SUPPLIED RECORDS Block Start
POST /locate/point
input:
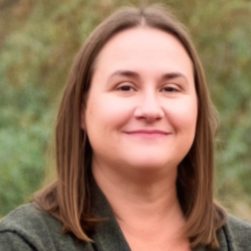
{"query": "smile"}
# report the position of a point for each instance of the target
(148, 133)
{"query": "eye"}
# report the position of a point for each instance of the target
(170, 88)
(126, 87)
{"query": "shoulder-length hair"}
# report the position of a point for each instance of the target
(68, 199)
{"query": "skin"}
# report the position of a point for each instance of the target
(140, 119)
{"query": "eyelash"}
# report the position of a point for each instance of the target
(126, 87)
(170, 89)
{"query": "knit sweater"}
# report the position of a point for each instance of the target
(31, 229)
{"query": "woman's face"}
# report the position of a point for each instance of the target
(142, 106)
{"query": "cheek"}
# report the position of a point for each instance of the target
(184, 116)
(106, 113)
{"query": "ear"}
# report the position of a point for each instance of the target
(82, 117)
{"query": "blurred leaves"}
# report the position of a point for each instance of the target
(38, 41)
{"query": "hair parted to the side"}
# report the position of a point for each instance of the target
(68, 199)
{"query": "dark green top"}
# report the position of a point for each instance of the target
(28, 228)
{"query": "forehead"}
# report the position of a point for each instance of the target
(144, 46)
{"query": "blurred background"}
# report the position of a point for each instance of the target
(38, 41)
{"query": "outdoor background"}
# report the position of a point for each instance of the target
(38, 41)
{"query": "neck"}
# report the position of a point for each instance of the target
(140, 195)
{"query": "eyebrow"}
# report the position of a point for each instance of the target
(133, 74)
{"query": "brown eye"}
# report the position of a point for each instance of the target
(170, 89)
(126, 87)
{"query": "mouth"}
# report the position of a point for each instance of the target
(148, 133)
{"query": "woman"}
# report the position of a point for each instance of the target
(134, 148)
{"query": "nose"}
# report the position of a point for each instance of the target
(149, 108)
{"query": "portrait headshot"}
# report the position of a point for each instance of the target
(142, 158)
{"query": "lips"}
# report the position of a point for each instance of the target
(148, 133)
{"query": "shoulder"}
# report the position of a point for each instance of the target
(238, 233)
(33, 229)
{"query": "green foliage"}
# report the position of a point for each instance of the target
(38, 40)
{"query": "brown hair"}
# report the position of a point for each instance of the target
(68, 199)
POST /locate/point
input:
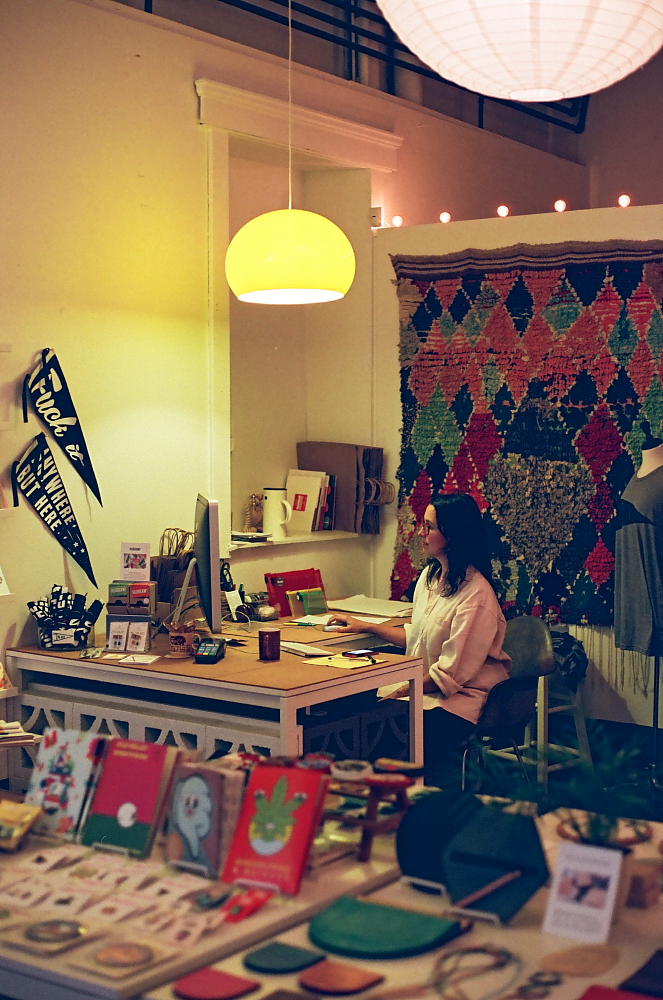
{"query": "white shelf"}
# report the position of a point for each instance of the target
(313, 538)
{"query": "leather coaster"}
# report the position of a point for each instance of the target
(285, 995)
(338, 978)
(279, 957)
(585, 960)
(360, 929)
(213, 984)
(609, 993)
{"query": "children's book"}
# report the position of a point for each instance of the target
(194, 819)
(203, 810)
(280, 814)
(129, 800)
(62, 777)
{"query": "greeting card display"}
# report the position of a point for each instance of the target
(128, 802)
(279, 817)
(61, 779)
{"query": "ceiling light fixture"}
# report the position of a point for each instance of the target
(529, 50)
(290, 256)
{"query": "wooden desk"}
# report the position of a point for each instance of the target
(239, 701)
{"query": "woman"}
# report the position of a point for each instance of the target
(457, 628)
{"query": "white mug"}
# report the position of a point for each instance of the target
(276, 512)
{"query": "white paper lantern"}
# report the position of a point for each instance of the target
SUPPLIED RECORDS Block End
Set down all the data again exactly as above, pictures excluded.

**RESPONSE AREA**
POST /locate/point
input:
{"query": "smile"}
# report the position of a point for each instance of the target
(148, 133)
{"query": "eye"}
# report the position of a point for each instance of the target
(170, 88)
(126, 87)
{"query": "shoulder-length hair"}
# report the position of a point for each instance of the target
(68, 199)
{"query": "skin"}
# report the position of a point for each instance of the target
(140, 119)
{"query": "eyelash"}
# report the position of a point for each instance of the target
(126, 87)
(170, 89)
{"query": "knit sweater"}
# report the position of a point for each instance of the target
(31, 229)
{"query": "woman's face"}
# report the position of a point for each instance of the target
(142, 106)
{"query": "cheek"}
# report the position of a point for each instance of the target
(184, 116)
(106, 113)
{"query": "ear"}
# report the position of a point for each instance of the target
(82, 117)
{"query": "blurred leaves"}
# report the position of a point for each instance of the target
(38, 41)
{"query": "hair parted to the side"}
# report the position of a point for each instance of the target
(68, 199)
{"query": "dark green top"}
# report the position of a point for each instance of the target
(28, 228)
{"query": "forehead"}
# report the position of a point for each instance of the target
(144, 46)
{"query": "blurred background"}
# report the position of a point for each instance of the target
(38, 41)
{"query": "outdoor background"}
# report the position of a point for each instance of the target
(38, 41)
{"query": "neck"}
# report the position of a point for each instance of the target
(140, 195)
{"query": "eyebrow"}
# report the position of a point for each instance of the target
(133, 74)
{"query": "brown eye"}
# report the position of a point for each instance of the target
(170, 89)
(126, 87)
{"query": "mouth"}
# report the position of a point for each instance of the target
(148, 133)
{"query": "woman"}
# report the position of a point for each instance of the target
(134, 148)
{"query": "nose"}
# report the position of a point for each instance of the target
(149, 108)
{"query": "portrait headshot"}
# report the position of a point for each instance of the target
(142, 158)
{"query": "lips"}
# report the position of a point for each instance of the target
(148, 133)
{"query": "shoulder"}
# report the position of a point for each instance of the target
(238, 233)
(33, 229)
{"query": "green foliage"}
# report the position of a point for each instance of the target
(38, 40)
{"query": "brown hair"}
# report the position of a point for each instance of the target
(68, 199)
POST /locate/point
input:
{"query": "white shelf"}
# report the position of a point for each instance of the target
(313, 538)
{"query": "leather coaster"}
# report the position of a point for each instance of the target
(285, 995)
(338, 978)
(279, 957)
(585, 960)
(360, 929)
(213, 984)
(609, 993)
{"query": "children's book"}
# report the position of a point for each instance of the target
(194, 819)
(203, 810)
(280, 814)
(129, 800)
(62, 777)
{"query": "greeting card display"}
# report the position of a point for each instance of the target
(128, 802)
(279, 817)
(61, 779)
{"query": "ceiling light fixture"}
# report the position of a point for each instance of the target
(529, 50)
(290, 256)
{"query": "wooden desk"}
# report the position of a point for each instance of the target
(239, 701)
{"query": "woman"}
# report the position of a point for each instance of the target
(457, 628)
{"query": "white mug"}
# report the position of a point for each instance of the target
(276, 512)
{"query": "white paper lantern"}
# report the position of a point for each instance of the target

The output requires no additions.